─── The records ───

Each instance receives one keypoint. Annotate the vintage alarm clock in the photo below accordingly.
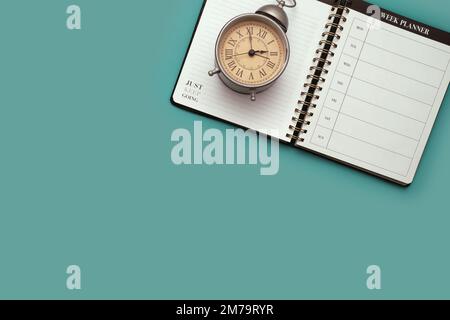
(252, 50)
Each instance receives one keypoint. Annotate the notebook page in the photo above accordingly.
(384, 91)
(274, 108)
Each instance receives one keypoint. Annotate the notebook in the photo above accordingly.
(383, 84)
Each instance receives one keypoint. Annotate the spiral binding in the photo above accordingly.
(330, 37)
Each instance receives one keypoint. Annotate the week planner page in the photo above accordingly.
(382, 95)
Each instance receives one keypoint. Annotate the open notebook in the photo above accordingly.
(384, 84)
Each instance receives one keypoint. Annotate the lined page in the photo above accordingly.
(382, 99)
(274, 108)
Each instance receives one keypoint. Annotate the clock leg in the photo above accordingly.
(214, 72)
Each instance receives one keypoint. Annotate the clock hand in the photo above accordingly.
(258, 55)
(241, 54)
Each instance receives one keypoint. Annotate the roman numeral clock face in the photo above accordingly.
(252, 53)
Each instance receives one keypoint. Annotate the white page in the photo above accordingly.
(274, 108)
(381, 99)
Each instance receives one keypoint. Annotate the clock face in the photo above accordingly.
(252, 52)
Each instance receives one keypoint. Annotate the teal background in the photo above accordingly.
(86, 178)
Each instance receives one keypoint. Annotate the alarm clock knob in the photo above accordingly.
(276, 13)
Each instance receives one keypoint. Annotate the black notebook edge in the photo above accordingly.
(207, 115)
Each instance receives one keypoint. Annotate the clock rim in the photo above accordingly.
(262, 18)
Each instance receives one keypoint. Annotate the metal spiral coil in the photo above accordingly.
(330, 37)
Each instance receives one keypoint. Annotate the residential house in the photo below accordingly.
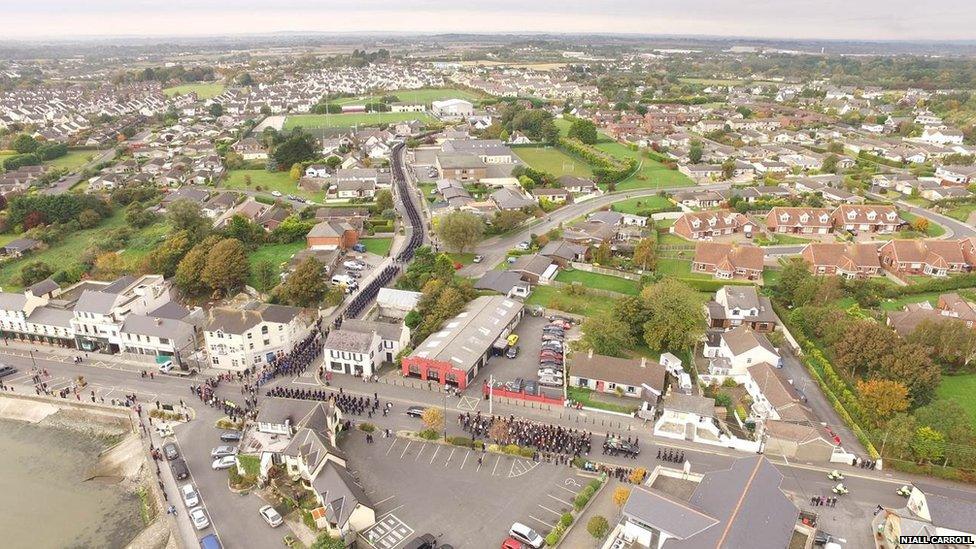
(735, 306)
(728, 261)
(847, 260)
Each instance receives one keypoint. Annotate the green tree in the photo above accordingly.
(645, 254)
(675, 315)
(185, 215)
(460, 230)
(227, 267)
(606, 335)
(306, 286)
(583, 130)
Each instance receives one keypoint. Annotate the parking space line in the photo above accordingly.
(564, 502)
(540, 521)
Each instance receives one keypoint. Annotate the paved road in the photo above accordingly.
(63, 186)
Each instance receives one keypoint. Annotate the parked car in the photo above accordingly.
(199, 518)
(225, 462)
(272, 517)
(526, 535)
(171, 451)
(190, 496)
(415, 411)
(230, 436)
(180, 470)
(223, 451)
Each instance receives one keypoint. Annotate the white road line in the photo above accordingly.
(540, 521)
(557, 513)
(564, 502)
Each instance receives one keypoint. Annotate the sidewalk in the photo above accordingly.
(603, 506)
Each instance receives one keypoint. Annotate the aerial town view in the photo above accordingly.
(422, 275)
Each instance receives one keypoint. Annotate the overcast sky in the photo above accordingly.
(844, 19)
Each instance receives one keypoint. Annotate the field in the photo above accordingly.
(651, 174)
(599, 281)
(960, 389)
(320, 121)
(378, 246)
(553, 161)
(277, 254)
(204, 90)
(643, 204)
(268, 181)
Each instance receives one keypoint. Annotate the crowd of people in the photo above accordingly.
(546, 438)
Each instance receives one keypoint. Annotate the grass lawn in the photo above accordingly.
(651, 175)
(204, 90)
(553, 161)
(277, 254)
(585, 396)
(268, 181)
(961, 389)
(313, 121)
(586, 305)
(643, 205)
(378, 246)
(933, 230)
(599, 281)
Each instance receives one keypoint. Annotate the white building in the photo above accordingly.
(245, 335)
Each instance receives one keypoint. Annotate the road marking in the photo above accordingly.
(540, 521)
(564, 502)
(557, 513)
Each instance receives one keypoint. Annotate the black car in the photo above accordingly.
(230, 436)
(171, 451)
(415, 411)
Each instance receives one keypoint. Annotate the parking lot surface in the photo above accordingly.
(423, 487)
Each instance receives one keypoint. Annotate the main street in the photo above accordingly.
(235, 517)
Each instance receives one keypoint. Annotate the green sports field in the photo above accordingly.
(318, 121)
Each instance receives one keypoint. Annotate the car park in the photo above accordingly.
(190, 496)
(272, 517)
(230, 436)
(180, 470)
(199, 517)
(223, 451)
(415, 411)
(526, 535)
(225, 462)
(171, 451)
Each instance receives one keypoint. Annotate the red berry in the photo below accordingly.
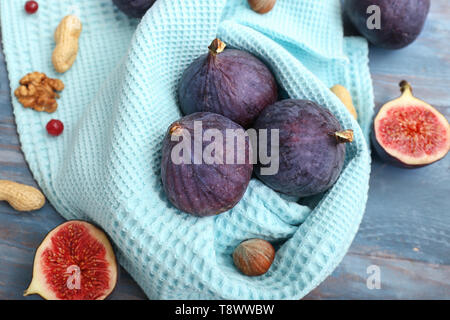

───

__What you will do__
Return every line of the listing above that contains the word "below".

__Correct response__
Each instance receives one keypoint. Annotate the vintage alarm clock in the photo below accordingly.
Each instance receives one keypoint. Annotate the residential house in the photo below accordingly.
Each instance receives one keypoint. Annotate the red berry in the photo below accordingly.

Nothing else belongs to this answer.